START Task inputs
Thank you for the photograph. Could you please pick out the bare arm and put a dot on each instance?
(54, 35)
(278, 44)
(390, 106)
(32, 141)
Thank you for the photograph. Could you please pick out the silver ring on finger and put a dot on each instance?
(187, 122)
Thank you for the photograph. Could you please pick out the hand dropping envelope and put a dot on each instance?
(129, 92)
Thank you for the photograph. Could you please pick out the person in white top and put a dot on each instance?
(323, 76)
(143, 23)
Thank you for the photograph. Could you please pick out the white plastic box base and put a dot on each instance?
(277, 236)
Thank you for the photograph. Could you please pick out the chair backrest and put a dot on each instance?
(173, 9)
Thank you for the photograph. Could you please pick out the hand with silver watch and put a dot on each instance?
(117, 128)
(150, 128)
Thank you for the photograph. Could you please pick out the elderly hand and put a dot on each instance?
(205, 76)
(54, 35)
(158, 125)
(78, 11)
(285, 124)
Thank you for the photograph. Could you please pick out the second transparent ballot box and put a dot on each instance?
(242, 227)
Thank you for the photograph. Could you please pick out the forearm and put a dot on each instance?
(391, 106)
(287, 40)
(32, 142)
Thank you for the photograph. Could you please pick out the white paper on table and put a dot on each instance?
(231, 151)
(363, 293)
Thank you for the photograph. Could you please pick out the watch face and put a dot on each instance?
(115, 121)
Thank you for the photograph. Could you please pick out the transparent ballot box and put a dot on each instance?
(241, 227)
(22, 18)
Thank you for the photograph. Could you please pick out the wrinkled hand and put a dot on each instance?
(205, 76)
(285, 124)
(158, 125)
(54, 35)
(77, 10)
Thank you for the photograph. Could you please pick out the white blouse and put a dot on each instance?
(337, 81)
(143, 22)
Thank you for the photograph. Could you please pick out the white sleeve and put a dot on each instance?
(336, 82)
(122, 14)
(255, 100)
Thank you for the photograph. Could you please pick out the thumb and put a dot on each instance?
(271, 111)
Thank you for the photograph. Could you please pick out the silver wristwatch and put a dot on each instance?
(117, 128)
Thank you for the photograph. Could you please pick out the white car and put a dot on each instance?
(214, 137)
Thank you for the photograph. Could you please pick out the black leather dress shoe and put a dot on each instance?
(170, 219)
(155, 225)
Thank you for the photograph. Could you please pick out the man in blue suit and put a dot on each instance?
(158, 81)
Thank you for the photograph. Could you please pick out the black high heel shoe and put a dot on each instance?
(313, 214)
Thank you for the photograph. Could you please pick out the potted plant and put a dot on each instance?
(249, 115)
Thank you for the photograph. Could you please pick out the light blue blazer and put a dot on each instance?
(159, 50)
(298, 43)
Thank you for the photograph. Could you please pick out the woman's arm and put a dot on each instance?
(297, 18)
END Task inputs
▸ Your instructions: Write out every entry again exactly, please, with nothing missing.

▸ Finished task:
Thank you for the photograph. Could you please pick out the bare arm and put a dot on each instance?
(54, 35)
(278, 44)
(390, 106)
(32, 141)
Thank you for the photograph. Could you please pick out the silver ring on finger and put a dot on each instance?
(187, 122)
Thank you for the photograph. Could you please pick out the hand dropping envelope and put a dot on each instance?
(129, 92)
Thank you for the photograph. Could you please pick out the person in white top and put a dot on each instance?
(323, 76)
(143, 23)
Thank you for the photograph. Could you please pick out the white plastic box base and put a dot on each instance?
(277, 236)
Thank you for the photograph. Could you please pick out the chair backrest and put a dot on each instance?
(173, 9)
Thank you for the photograph. Could you please pick out the hand with silver watch and put a dot on each instance?
(117, 128)
(150, 128)
Thank you for the photograph. Could you please pick out the elderly hand and put a dot on each instance?
(205, 76)
(54, 35)
(158, 125)
(78, 11)
(285, 124)
Thank you for the photograph. Could you please pick out the second transparent ballot box and put a dot on each instance?
(242, 227)
Thank you for the photograph. Could you please pick out the forearm and put a dot on each instance?
(391, 106)
(287, 40)
(32, 142)
Thank you for the photograph. Could you please pick out the white paper on table and put a dot on each instance?
(231, 151)
(363, 293)
Thank you for the photograph. Could you please pick out the watch face and put a dot on each instance?
(115, 121)
Thank you for the photograph. Could you please pick out the transparent ballot box and put a dot on each instance?
(241, 227)
(22, 18)
Thank you for the photograph. Could you please pick out the wrinkled hand and put a dot on each instance?
(205, 76)
(285, 124)
(158, 125)
(54, 35)
(77, 10)
Thank you for the photograph. Could you please pick out the white blouse and put a dot on each instance?
(337, 81)
(143, 22)
Thank you for the photograph. Could you please pick out the white sleeve and put a dot on each instance?
(336, 82)
(122, 14)
(255, 100)
Thank you for the photograph. Could you please pick out the thumb and put a dot on each instance?
(271, 111)
Thank you for the photograph. Could you please pick out the silver wristwatch and put a dot on each instance?
(117, 128)
Thank you for the photograph. Could you please pick out the white car and put a dot on each instance?
(214, 137)
Thank you for the photograph. Could you please pick out the black leather dress shoe and put a dot on each instance?
(170, 219)
(155, 225)
Thank you for the photograph. Could you please pick out the man in blue suit and put a dot on each instance?
(158, 81)
Thank you for the photograph. Could you please pick out the black high heel shoe and put a dot on each instance?
(313, 214)
Thank you for the photograph. Could you please pick out the potted plant and put a dot on each instance?
(249, 115)
Thank you for the photograph. Could you please pick out the light blue blazer and put a dot on each instance?
(159, 50)
(298, 43)
Thank you for the photograph. Could you please pick out the woman's arm and put a dot on each instance?
(297, 18)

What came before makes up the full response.